H. Selim Açan
İngiltere ve Polonya’nın özel rolü
Nazi rejimini başından itibaren sosyalizme yönelik koçbaşı olarak kullanma hesabı içindeki (ki Churchill bunu 1918’te dillendirmişti) İngiltere ise SB’nin önerdiği şekilde bir Doğu Paktı kurulmasına “Almanya’yı kışkırtacağı” gerekçesiyle karşı çıkmakla kalmayıp sabote etmek için elinden geleni yapar. İngiltere Dışişleri Bakanı John Simon, 13 Temmuz 1934’te Avam Kamarası’nda yaptığı konuşmada, “İngiltere’nin Almanya’nın çevrelenmesine yol açacak bir faaliyetin içinde olmayacağını, tersine Avrupa devletleri arasındaki bütün girişimlerin Almanya’nın haklarını da gözetme temelinde yürütülmesi gerektiğini” dile getirir.

## Görev amacı
Alıntıya göre İngiltere Dışişleri Bakanı John Simon, Avam Kamarası'ndaki konuşmasını hangi tarihte yaptı? Bu veriler başka bir kaynaktan alınmıştır.

## Nesnelerin nerede göründüğüne dair veri kümesi satırları
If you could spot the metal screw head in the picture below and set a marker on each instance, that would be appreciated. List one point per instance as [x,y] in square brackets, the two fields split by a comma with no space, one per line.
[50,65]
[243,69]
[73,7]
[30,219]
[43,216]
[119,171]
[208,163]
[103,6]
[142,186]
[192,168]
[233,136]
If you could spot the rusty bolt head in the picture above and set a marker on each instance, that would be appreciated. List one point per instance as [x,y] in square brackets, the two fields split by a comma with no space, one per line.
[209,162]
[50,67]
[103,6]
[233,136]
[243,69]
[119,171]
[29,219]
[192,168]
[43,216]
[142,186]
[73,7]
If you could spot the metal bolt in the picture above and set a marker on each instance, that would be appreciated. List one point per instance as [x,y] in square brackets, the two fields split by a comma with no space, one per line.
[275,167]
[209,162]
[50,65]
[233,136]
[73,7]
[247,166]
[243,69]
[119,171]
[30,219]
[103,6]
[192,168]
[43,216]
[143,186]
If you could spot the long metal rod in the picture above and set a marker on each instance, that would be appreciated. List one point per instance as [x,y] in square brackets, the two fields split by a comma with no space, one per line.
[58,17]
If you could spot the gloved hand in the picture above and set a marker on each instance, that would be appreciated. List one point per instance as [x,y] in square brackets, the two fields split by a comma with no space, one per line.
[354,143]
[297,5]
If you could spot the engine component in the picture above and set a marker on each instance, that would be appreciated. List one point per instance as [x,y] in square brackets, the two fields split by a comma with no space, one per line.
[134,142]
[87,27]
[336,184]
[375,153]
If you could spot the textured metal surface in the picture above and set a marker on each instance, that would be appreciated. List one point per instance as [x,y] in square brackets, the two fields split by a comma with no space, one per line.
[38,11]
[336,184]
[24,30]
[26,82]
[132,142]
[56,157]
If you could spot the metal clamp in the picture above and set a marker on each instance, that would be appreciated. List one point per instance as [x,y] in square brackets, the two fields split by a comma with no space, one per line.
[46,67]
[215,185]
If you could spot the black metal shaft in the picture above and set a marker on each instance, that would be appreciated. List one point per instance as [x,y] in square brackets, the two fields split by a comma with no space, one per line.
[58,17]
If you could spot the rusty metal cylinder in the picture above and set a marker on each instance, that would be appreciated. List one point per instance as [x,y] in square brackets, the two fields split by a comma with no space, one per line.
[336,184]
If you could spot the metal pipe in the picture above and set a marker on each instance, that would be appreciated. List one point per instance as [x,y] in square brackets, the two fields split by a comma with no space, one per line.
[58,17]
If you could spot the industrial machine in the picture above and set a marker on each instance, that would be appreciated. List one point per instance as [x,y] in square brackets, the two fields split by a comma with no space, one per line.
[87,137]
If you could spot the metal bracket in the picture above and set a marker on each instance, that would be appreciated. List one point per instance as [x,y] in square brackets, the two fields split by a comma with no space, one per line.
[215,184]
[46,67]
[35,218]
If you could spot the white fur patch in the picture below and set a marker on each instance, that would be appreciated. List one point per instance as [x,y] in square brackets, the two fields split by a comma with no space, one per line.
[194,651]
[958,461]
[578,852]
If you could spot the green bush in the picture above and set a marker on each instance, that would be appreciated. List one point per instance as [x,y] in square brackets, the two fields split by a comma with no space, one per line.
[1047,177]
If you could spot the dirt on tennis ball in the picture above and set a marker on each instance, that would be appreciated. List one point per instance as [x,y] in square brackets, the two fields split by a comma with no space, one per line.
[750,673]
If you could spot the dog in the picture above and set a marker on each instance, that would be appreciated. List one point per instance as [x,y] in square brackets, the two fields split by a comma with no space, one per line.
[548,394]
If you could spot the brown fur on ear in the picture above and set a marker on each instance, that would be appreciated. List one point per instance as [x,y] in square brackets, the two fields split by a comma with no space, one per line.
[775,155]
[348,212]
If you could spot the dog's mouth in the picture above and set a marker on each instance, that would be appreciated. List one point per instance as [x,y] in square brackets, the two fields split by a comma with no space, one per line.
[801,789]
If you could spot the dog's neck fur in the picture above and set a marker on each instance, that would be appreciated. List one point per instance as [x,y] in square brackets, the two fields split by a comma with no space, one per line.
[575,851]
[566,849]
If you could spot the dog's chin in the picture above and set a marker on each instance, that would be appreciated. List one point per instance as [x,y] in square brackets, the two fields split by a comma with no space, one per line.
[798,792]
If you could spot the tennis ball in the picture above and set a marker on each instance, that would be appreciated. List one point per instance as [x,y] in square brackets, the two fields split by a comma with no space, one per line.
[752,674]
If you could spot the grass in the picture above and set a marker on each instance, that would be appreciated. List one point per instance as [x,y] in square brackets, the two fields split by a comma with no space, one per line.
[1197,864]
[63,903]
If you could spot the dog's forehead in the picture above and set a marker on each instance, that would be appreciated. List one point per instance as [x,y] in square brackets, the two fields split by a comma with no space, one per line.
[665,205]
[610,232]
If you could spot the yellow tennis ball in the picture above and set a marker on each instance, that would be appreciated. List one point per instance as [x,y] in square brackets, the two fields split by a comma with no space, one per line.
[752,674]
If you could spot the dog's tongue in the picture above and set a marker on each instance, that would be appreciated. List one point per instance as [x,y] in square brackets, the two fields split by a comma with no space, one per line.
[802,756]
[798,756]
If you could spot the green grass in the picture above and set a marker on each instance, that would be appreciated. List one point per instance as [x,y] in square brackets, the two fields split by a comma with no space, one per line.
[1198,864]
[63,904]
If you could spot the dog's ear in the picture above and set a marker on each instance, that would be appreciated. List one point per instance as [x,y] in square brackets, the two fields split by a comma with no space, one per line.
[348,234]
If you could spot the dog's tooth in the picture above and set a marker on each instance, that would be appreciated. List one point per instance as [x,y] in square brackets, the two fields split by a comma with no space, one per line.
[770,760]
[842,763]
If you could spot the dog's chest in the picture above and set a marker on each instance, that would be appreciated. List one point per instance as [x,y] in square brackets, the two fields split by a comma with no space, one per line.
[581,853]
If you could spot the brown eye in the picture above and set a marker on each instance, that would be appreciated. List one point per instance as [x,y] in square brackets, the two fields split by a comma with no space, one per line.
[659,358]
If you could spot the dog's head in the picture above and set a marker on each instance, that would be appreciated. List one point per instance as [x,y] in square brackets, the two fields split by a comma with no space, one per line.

## Beklenen cevap
13 Temmuz 1934'te.